STATED PROBLEM: Everything in the data should be repeated exactly, save for the images.
[begin MATERIAL SHOWN]
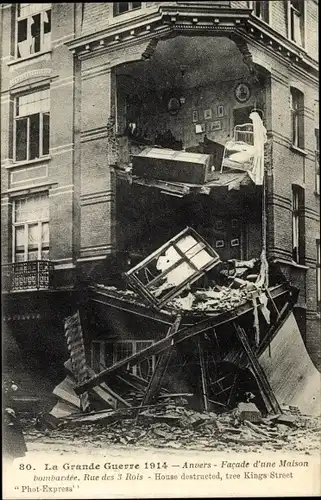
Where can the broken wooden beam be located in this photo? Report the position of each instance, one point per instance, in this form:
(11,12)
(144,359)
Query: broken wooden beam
(154,385)
(203,376)
(175,338)
(266,391)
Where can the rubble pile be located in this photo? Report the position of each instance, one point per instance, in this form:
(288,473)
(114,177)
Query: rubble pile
(217,300)
(116,406)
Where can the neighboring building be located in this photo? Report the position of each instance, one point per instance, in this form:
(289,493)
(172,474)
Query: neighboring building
(85,86)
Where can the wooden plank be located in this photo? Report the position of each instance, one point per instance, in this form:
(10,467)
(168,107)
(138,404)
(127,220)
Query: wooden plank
(267,393)
(104,387)
(175,338)
(105,393)
(65,391)
(154,385)
(203,375)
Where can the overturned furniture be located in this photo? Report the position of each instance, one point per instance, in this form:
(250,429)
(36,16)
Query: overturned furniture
(219,330)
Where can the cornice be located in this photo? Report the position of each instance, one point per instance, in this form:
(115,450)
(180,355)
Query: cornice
(197,20)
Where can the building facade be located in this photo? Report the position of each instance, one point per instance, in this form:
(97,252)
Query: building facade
(84,87)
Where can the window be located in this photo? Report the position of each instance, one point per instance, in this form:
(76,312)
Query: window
(105,353)
(32,125)
(31,228)
(122,7)
(33,28)
(297,117)
(261,10)
(318,275)
(296,21)
(298,229)
(317,160)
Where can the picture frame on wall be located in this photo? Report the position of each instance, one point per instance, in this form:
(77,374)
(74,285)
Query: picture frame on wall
(216,126)
(220,111)
(208,114)
(200,128)
(195,116)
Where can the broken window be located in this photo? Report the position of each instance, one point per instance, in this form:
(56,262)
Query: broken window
(261,10)
(31,228)
(33,28)
(106,353)
(297,112)
(32,126)
(175,265)
(121,7)
(296,21)
(298,242)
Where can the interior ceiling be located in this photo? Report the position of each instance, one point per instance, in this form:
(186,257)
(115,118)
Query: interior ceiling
(202,59)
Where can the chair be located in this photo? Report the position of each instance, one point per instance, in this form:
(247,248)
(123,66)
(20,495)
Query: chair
(243,136)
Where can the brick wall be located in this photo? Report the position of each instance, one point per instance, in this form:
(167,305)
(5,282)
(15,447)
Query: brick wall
(95,16)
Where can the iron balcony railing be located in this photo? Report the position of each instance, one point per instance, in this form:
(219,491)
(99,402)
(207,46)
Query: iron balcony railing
(30,275)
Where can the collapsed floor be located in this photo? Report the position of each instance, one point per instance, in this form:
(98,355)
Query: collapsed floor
(231,370)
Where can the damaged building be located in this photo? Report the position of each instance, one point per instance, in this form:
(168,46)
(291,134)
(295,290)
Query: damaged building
(134,128)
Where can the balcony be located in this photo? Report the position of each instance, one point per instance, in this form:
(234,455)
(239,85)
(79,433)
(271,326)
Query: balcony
(27,276)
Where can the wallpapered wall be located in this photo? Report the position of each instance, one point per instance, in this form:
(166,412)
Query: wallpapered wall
(148,109)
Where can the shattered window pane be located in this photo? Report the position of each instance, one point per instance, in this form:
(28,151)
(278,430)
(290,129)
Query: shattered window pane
(33,29)
(171,268)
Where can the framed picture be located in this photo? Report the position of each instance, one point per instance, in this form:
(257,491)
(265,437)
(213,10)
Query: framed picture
(242,92)
(220,112)
(215,125)
(200,128)
(207,114)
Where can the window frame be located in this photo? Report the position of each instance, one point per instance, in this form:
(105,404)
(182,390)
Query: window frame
(26,224)
(19,18)
(297,116)
(262,3)
(318,275)
(298,224)
(115,343)
(317,160)
(130,8)
(41,130)
(299,13)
[end MATERIAL SHOWN]
TASK OUTPUT:
Where can the broken wooden beam be located in this photo? Report the position of each instance, one point per instance, in this form:
(11,12)
(144,359)
Query: broken wooden beam
(154,385)
(203,376)
(175,338)
(266,391)
Where can the rubble pile be located in this photo? Report the position of each instance, one point per instance, in this form:
(288,473)
(114,177)
Query: rubble pile
(217,300)
(116,406)
Where can the neighboring building be located in this photo? Report the position of each instance, one point per instance, in this form:
(289,493)
(172,474)
Query: neighboring building
(85,86)
Where can the wooden plank be located in this photo? Report the position of each instance, one point per instance, in this form:
(10,467)
(168,107)
(138,404)
(127,220)
Query: wooden plank
(267,393)
(104,387)
(175,338)
(105,393)
(65,391)
(154,385)
(203,375)
Where can the overturned furniture be located in this photo? Report the position of each instance, one point per instance, in this form:
(250,429)
(36,16)
Query: overturned furniture
(219,330)
Where can the cornice be located in this photo? Report the position of each instance, one point per instance, in this form:
(115,450)
(180,355)
Query: cornice
(197,20)
Where can the building facade be located in this photo? Report the position of each instance, one point per instance, in this form:
(97,252)
Query: building facade
(84,87)
Where can the window be located in this photo? Report the position of each instance, one point per instance, in this form:
(76,312)
Query: window
(105,353)
(32,125)
(31,228)
(122,7)
(33,28)
(297,117)
(261,10)
(318,275)
(296,21)
(298,229)
(317,160)
Where can the picture frame on wall be located in this photo? Report the position of each instance, one point per instance, in this form:
(77,374)
(74,285)
Query: picture frame on wall
(216,126)
(220,111)
(208,114)
(200,128)
(195,116)
Where can the broken window be located in this photo? Report the position of each instance, one point per instance, in this form:
(56,262)
Query: broken window
(261,10)
(31,228)
(33,28)
(106,353)
(297,112)
(32,126)
(175,265)
(121,7)
(296,21)
(298,242)
Where can the interior ceiling be located in this photo? Report the position of each instance, one point per instance, in this form:
(186,257)
(115,118)
Query: interior ceiling
(202,59)
Where can the chair be located in this photo? Report the position of each instance, one point per instance, in this form:
(247,248)
(123,66)
(20,495)
Query: chair
(243,136)
Where can the brick wall be located in this photo? Report the position of each instance, one point per instance, in this form:
(167,305)
(5,282)
(15,447)
Query: brick wall
(95,16)
Where can the iron balcony railing be located in this photo? Report the position of each instance, one point per instance, in this form:
(219,491)
(99,402)
(207,46)
Query: iron balcony railing
(30,275)
Where can the collapsed floor be located in this photo? Report the position of each instance, one point per instance, in this form:
(98,355)
Query: collapsed floor
(231,370)
Where can the damaged building be located in this photo? Report the position of each instance, one point per instance, in this form:
(168,46)
(291,134)
(295,290)
Query: damaged building
(134,128)
Where can the balcony be located in this photo? Report the position of each instance, one point per instance, in this form:
(234,455)
(239,85)
(79,433)
(271,326)
Query: balcony
(27,276)
Where can the wallpapered wall be located in this photo? Report the position of each instance, one point per instance, in this form:
(166,412)
Query: wallpapered wall
(148,109)
Where can the shattered window pane be located in this photo? Report the position of each instance, one point per instance, in this form:
(28,151)
(278,430)
(290,129)
Query: shattered window pane
(33,29)
(171,268)
Where can the framed picture be located in this photo? Report the position of each instance, one point per instance, in this form:
(257,491)
(265,437)
(213,10)
Query: framed picture
(242,92)
(220,112)
(215,125)
(200,128)
(207,114)
Where can the window frame be located in this photo? Report the position of each instance, one point per instance, in this form:
(105,404)
(182,390)
Query: window frame
(26,224)
(19,18)
(297,116)
(262,3)
(318,275)
(298,224)
(115,343)
(317,160)
(130,8)
(41,130)
(299,13)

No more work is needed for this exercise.